- EXERCISE INSTRUCTIONS
Turn the lines of the material starting at the line that contains "[mask] <item>pink cloud</item>" and ending at the line that contains "191 5 L 204" into a JSON list of strings, one string per line, with blank lines left out.
════════════════
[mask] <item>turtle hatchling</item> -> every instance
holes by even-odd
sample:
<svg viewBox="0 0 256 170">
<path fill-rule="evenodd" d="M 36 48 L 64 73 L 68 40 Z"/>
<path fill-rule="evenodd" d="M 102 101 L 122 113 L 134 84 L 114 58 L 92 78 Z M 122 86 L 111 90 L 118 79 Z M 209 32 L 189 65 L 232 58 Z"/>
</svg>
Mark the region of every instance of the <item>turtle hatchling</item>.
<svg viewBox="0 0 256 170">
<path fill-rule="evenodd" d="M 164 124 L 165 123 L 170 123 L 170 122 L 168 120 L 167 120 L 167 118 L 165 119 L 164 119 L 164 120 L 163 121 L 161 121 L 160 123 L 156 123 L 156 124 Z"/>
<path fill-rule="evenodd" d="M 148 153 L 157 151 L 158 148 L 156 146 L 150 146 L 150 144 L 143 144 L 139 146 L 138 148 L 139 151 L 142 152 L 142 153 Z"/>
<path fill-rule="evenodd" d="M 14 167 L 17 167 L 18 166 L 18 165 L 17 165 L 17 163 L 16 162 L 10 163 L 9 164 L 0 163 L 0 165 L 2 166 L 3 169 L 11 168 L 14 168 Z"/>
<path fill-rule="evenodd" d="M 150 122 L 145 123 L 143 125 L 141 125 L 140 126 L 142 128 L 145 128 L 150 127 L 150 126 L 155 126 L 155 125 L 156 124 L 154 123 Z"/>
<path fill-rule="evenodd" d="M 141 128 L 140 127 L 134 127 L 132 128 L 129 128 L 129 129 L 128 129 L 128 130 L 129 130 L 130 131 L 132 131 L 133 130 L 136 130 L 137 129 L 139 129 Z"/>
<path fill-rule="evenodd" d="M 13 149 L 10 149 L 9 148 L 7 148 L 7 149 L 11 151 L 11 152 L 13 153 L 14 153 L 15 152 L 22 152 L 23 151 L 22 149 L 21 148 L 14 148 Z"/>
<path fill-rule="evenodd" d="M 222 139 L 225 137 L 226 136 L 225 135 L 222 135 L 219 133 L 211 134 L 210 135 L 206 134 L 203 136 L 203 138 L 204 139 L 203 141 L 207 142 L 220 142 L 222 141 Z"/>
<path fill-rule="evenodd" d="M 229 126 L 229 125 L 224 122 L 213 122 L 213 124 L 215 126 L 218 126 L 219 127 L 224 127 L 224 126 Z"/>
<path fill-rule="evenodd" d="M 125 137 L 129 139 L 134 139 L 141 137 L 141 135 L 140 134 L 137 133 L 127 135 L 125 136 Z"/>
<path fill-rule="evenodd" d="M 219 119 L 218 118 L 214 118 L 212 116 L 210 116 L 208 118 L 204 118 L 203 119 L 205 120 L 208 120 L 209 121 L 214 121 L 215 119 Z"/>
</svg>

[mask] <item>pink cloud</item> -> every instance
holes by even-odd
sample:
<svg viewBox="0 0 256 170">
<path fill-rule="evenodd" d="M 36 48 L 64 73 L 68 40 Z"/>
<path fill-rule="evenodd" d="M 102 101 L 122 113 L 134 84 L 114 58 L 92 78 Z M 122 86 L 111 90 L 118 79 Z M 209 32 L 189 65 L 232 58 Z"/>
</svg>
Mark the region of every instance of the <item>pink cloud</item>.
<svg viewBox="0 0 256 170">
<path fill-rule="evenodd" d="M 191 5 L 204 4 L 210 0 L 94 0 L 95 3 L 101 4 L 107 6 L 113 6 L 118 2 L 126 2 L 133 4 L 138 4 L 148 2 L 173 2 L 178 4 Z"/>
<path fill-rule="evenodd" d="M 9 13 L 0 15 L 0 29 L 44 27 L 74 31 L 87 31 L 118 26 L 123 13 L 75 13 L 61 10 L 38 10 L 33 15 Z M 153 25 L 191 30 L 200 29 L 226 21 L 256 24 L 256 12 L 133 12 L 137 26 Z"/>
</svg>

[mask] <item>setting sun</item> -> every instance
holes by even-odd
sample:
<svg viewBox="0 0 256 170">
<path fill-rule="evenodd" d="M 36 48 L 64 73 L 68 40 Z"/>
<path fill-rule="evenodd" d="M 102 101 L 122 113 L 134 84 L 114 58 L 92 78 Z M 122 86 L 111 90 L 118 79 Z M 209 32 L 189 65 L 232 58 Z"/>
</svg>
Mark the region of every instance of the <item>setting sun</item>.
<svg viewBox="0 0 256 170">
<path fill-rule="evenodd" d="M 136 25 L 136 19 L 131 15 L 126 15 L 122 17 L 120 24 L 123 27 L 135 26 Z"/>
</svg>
════════════════
- THE OUTPUT
[
  "[mask] <item>pink cloud</item> -> every instance",
  "holes by even-odd",
  "sample:",
  "<svg viewBox=\"0 0 256 170\">",
  "<path fill-rule=\"evenodd\" d=\"M 36 48 L 64 73 L 68 40 Z\"/>",
  "<path fill-rule=\"evenodd\" d=\"M 102 101 L 122 113 L 134 84 L 114 58 L 92 78 Z M 122 86 L 111 90 L 118 79 Z M 209 32 L 189 65 L 232 58 Z\"/>",
  "</svg>",
  "Mark the region of every instance of the <item>pink cloud</item>.",
  "<svg viewBox=\"0 0 256 170\">",
  "<path fill-rule=\"evenodd\" d=\"M 191 5 L 204 4 L 210 0 L 94 0 L 95 3 L 101 4 L 107 6 L 113 6 L 118 2 L 126 2 L 133 4 L 138 4 L 148 2 L 173 2 L 178 4 Z\"/>"
]